WHAT YOU NEED TO DO:
Lay out the entries below as a JSON list of strings, with one string for each line and blank lines omitted.

Items listed in a dataset:
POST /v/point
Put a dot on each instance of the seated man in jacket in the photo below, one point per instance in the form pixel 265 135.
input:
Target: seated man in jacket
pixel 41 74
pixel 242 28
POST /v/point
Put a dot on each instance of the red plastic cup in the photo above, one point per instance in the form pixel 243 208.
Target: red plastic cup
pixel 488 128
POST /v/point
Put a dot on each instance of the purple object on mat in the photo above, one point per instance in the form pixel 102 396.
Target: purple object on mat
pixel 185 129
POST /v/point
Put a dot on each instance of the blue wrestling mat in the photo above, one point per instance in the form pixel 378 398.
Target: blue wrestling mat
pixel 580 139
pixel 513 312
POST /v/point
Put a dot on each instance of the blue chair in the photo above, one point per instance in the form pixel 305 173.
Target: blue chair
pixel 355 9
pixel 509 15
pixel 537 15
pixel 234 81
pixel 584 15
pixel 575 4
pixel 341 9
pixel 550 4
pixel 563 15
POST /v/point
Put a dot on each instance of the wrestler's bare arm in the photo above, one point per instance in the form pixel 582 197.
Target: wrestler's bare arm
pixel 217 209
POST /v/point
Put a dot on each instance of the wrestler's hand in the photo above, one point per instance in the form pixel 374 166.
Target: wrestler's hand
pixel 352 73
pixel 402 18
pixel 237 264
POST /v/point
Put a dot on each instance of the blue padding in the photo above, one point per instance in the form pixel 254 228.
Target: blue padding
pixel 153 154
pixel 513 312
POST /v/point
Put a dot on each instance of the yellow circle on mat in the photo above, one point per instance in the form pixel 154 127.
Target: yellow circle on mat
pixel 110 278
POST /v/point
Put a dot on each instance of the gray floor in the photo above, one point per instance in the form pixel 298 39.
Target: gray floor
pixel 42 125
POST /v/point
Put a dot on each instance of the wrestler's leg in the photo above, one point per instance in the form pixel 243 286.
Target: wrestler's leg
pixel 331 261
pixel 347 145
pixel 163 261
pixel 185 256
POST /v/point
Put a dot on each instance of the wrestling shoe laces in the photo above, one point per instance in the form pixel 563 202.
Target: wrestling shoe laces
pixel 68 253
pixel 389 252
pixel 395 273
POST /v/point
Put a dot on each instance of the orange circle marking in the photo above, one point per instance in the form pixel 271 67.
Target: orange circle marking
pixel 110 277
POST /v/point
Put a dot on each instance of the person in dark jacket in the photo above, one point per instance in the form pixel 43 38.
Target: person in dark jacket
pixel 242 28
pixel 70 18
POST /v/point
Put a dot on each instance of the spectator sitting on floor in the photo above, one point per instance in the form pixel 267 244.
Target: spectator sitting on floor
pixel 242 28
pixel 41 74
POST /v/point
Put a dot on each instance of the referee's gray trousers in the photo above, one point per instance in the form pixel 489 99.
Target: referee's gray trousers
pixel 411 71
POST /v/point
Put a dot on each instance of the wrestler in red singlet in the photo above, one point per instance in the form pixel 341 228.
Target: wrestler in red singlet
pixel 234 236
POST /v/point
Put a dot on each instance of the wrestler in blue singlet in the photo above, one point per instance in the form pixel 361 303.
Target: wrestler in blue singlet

EXERCISE RESULT:
[
  "POST /v/point",
  "Put a dot on each instance of the seated man in jacket in the photo below, one point per instance in the form pixel 265 135.",
  "input:",
  "Target: seated man in jacket",
  "pixel 41 74",
  "pixel 242 28",
  "POST /v/point",
  "Put a dot on each instance of the red plastic cup in the photo above, one point per instance in the form pixel 243 208.",
  "Target: red plastic cup",
  "pixel 488 128",
  "POST /v/point",
  "Put a dot on each instance of the purple object on mat in the photo above, one point per instance in the form pixel 102 396.",
  "Target: purple object on mat",
  "pixel 185 129",
  "POST /v/point",
  "Put a dot on each instance of the blue wrestling mat in the photo above, one point per instance in the form pixel 378 398.",
  "Target: blue wrestling mat",
  "pixel 580 139",
  "pixel 513 312",
  "POST /v/point",
  "Put a dot on each instance of the blue chair in the photo above, one point per instance in the form pixel 305 173.",
  "Target: blue chair",
  "pixel 355 9",
  "pixel 509 15",
  "pixel 537 15",
  "pixel 234 81",
  "pixel 584 15",
  "pixel 575 4",
  "pixel 341 9",
  "pixel 550 4",
  "pixel 563 15",
  "POST /v/point",
  "Put a dot on each instance of the wrestler's bare arm in the photo above, one point per instance in the form pixel 582 197.",
  "Target: wrestler's bare arm",
  "pixel 217 209",
  "POST /v/point",
  "Put a dot on each instance of the wrestler's hand in the photo above, one point per instance in the form pixel 374 166.",
  "Target: wrestler's hand",
  "pixel 352 73",
  "pixel 402 18",
  "pixel 237 264",
  "POST /v/point",
  "Put a dot on each instance of the blue padding in the photo above, one point per instance in the form pixel 254 228.",
  "Target: blue padding",
  "pixel 153 154",
  "pixel 513 312",
  "POST /v/point",
  "Put a dot on each instance of the yellow circle on mat in the photo above, one point per instance in the form pixel 154 127.",
  "Target: yellow circle on mat",
  "pixel 110 278",
  "POST /v/point",
  "Put a dot on each instance of the gray floor in the photo above, one point per instance in the form pixel 298 39.",
  "Target: gray floor",
  "pixel 42 125",
  "POST /v/point",
  "Put a dot on each instance of the wrestler's leg in the photo above, one point per instance in the form pixel 243 286.",
  "Target: wrestler's leg",
  "pixel 331 261",
  "pixel 347 145",
  "pixel 163 261",
  "pixel 185 256",
  "POST /v/point",
  "Put a dot on each instance of the wrestling shoe laces in the photo above, one point per instance in the form pixel 563 202.",
  "Target: wrestling shoe laces",
  "pixel 68 253",
  "pixel 389 252",
  "pixel 395 273",
  "POST /v/point",
  "Put a dot on each instance of the orange circle marking in the photo above, one point per instance in the form pixel 271 67.",
  "Target: orange circle marking",
  "pixel 110 277",
  "POST /v/point",
  "Put a dot on each instance of the person in dark jacket in the photo above, one point per instance in the form pixel 43 38.",
  "Target: person in dark jacket",
  "pixel 242 28",
  "pixel 70 18",
  "POST /v/point",
  "Put a dot on each instance of the spectator sitting on floor in the photo above, one point per instance in the form pixel 267 244.",
  "Target: spectator sitting on floor",
  "pixel 242 28",
  "pixel 41 74",
  "POST /v/point",
  "Put a dot on each instance of the referee's gray trousers in the photo above, one point per instance in the form pixel 489 99.",
  "Target: referee's gray trousers",
  "pixel 411 71",
  "POST /v/point",
  "Put a dot on each instance of the wrestler in red singlet in the photo above, one point per instance in the form pixel 341 228.",
  "Target: wrestler in red singlet",
  "pixel 234 236",
  "POST /v/point",
  "Put a dot on each instance of the wrestler in blue singlet in the photo above, one point per instance in the form pixel 361 303.",
  "Target: wrestler in blue singlet"
]